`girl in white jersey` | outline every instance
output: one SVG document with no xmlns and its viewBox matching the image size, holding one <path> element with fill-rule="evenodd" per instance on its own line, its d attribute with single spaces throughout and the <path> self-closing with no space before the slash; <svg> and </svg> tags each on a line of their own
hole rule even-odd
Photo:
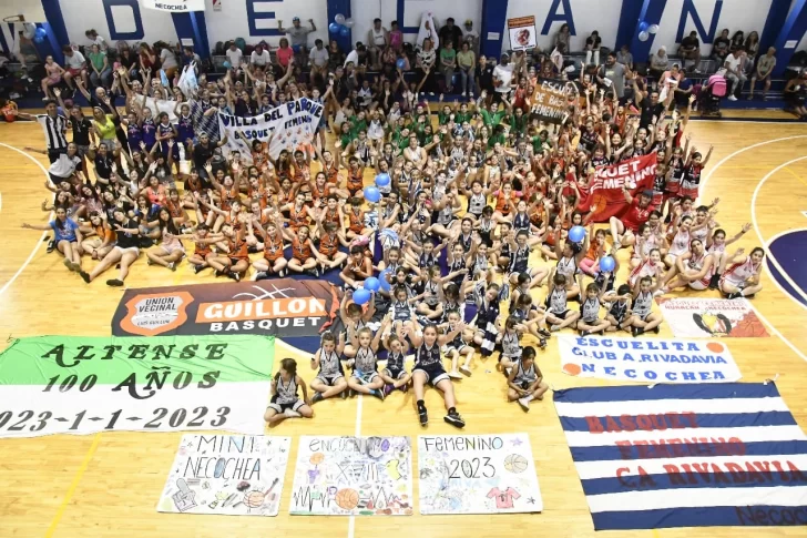
<svg viewBox="0 0 807 538">
<path fill-rule="evenodd" d="M 549 385 L 543 382 L 543 374 L 535 364 L 535 349 L 524 347 L 521 361 L 510 370 L 508 376 L 508 402 L 518 402 L 522 409 L 530 410 L 530 402 L 543 399 Z"/>
<path fill-rule="evenodd" d="M 303 388 L 302 399 L 297 396 L 298 387 Z M 286 418 L 313 416 L 306 382 L 297 375 L 297 362 L 294 358 L 284 358 L 280 361 L 280 370 L 272 379 L 272 403 L 266 407 L 264 420 L 274 426 Z"/>
<path fill-rule="evenodd" d="M 745 250 L 738 248 L 729 260 L 727 267 L 721 276 L 721 292 L 728 298 L 753 297 L 763 288 L 759 275 L 763 271 L 765 251 L 759 246 L 745 255 Z"/>
</svg>

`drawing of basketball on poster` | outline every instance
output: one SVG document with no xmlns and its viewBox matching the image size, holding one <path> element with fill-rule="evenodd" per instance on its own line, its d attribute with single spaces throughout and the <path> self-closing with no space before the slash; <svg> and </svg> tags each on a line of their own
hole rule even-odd
<svg viewBox="0 0 807 538">
<path fill-rule="evenodd" d="M 409 437 L 300 437 L 289 511 L 411 516 Z"/>
<path fill-rule="evenodd" d="M 290 437 L 185 435 L 157 511 L 277 516 Z"/>
<path fill-rule="evenodd" d="M 527 434 L 418 437 L 420 514 L 542 511 Z"/>
</svg>

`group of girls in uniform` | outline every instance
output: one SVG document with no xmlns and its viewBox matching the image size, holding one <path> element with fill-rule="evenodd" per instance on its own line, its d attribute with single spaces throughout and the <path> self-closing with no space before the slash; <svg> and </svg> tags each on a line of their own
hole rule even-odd
<svg viewBox="0 0 807 538">
<path fill-rule="evenodd" d="M 114 129 L 96 129 L 103 140 L 85 152 L 72 142 L 53 159 L 53 202 L 43 209 L 57 216 L 40 229 L 53 231 L 64 265 L 88 283 L 115 266 L 108 284 L 123 285 L 141 250 L 155 271 L 339 282 L 343 328 L 326 333 L 311 358 L 310 397 L 296 363 L 284 361 L 269 423 L 311 416 L 314 403 L 337 395 L 384 399 L 411 388 L 426 425 L 431 386 L 445 420 L 462 427 L 454 383 L 497 353 L 507 398 L 529 409 L 548 389 L 537 357 L 554 333 L 657 333 L 654 296 L 685 288 L 753 297 L 764 257 L 732 246 L 748 225 L 722 227 L 719 200 L 698 200 L 712 150 L 703 154 L 685 133 L 688 106 L 648 115 L 637 75 L 629 73 L 634 101 L 583 75 L 582 90 L 569 85 L 562 122 L 544 123 L 530 95 L 546 70 L 520 62 L 511 92 L 441 103 L 437 114 L 400 73 L 359 98 L 364 74 L 350 65 L 311 80 L 293 62 L 278 80 L 243 65 L 202 79 L 191 95 L 116 71 L 124 110 L 106 118 L 99 106 L 96 121 Z M 249 115 L 303 97 L 327 111 L 313 143 L 270 152 L 269 139 L 248 143 L 248 154 L 223 151 L 217 111 Z M 74 126 L 81 109 L 69 112 Z M 597 224 L 595 168 L 653 153 L 652 189 L 625 185 L 624 211 Z M 377 175 L 389 177 L 382 196 L 365 200 Z M 582 241 L 570 238 L 574 226 L 588 230 Z M 613 266 L 601 267 L 604 256 Z M 382 286 L 359 305 L 354 294 L 370 277 Z"/>
</svg>

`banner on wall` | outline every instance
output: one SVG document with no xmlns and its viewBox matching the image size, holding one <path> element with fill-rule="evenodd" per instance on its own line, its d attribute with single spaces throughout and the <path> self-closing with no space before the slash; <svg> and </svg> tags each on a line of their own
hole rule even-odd
<svg viewBox="0 0 807 538">
<path fill-rule="evenodd" d="M 589 195 L 578 204 L 582 212 L 592 211 L 594 222 L 605 222 L 622 216 L 631 209 L 622 190 L 627 190 L 636 201 L 644 190 L 653 189 L 656 172 L 656 153 L 635 156 L 617 164 L 597 166 L 596 175 L 589 185 Z"/>
<path fill-rule="evenodd" d="M 336 318 L 340 297 L 327 281 L 293 278 L 132 288 L 112 317 L 112 334 L 316 336 Z"/>
<path fill-rule="evenodd" d="M 512 50 L 532 50 L 538 47 L 534 16 L 508 19 L 508 32 Z"/>
<path fill-rule="evenodd" d="M 300 437 L 293 515 L 411 516 L 412 506 L 409 437 Z"/>
<path fill-rule="evenodd" d="M 656 302 L 678 338 L 770 336 L 745 298 L 656 297 Z"/>
<path fill-rule="evenodd" d="M 578 377 L 645 383 L 736 382 L 742 377 L 721 342 L 558 337 L 561 369 Z"/>
<path fill-rule="evenodd" d="M 555 390 L 596 530 L 807 522 L 807 436 L 774 383 Z"/>
<path fill-rule="evenodd" d="M 140 0 L 140 3 L 147 9 L 174 13 L 205 10 L 205 0 Z"/>
<path fill-rule="evenodd" d="M 277 516 L 290 437 L 184 435 L 157 511 Z"/>
<path fill-rule="evenodd" d="M 19 338 L 0 354 L 0 437 L 262 434 L 273 338 Z"/>
<path fill-rule="evenodd" d="M 543 509 L 527 434 L 418 437 L 420 514 Z"/>
<path fill-rule="evenodd" d="M 266 142 L 272 138 L 269 154 L 277 159 L 280 151 L 295 151 L 314 140 L 323 105 L 309 99 L 298 99 L 276 106 L 268 112 L 249 118 L 218 113 L 218 132 L 227 135 L 222 149 L 225 153 L 241 152 L 252 163 L 252 143 Z"/>
</svg>

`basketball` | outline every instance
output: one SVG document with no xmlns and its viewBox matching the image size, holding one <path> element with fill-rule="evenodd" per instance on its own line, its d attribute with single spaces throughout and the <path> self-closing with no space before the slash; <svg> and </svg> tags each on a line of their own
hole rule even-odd
<svg viewBox="0 0 807 538">
<path fill-rule="evenodd" d="M 504 458 L 504 469 L 517 475 L 525 471 L 529 466 L 530 463 L 523 456 L 518 454 L 511 454 Z"/>
<path fill-rule="evenodd" d="M 345 510 L 353 510 L 359 505 L 359 494 L 355 489 L 345 488 L 336 494 L 336 504 Z"/>
<path fill-rule="evenodd" d="M 264 504 L 264 498 L 266 494 L 263 491 L 252 490 L 244 497 L 244 504 L 249 508 L 257 508 Z"/>
</svg>

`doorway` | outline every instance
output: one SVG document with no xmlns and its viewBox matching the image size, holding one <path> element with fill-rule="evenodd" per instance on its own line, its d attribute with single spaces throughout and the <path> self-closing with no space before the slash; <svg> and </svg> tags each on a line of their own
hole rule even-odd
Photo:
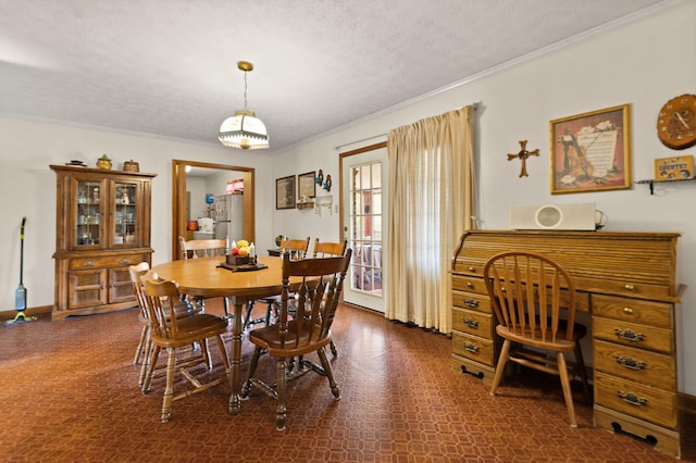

● ● ●

STATED PROBLEM: Count the lines of the data above that contain the string "basketball", treating case as significant, and give only the number.

FINISHED ANSWER: 2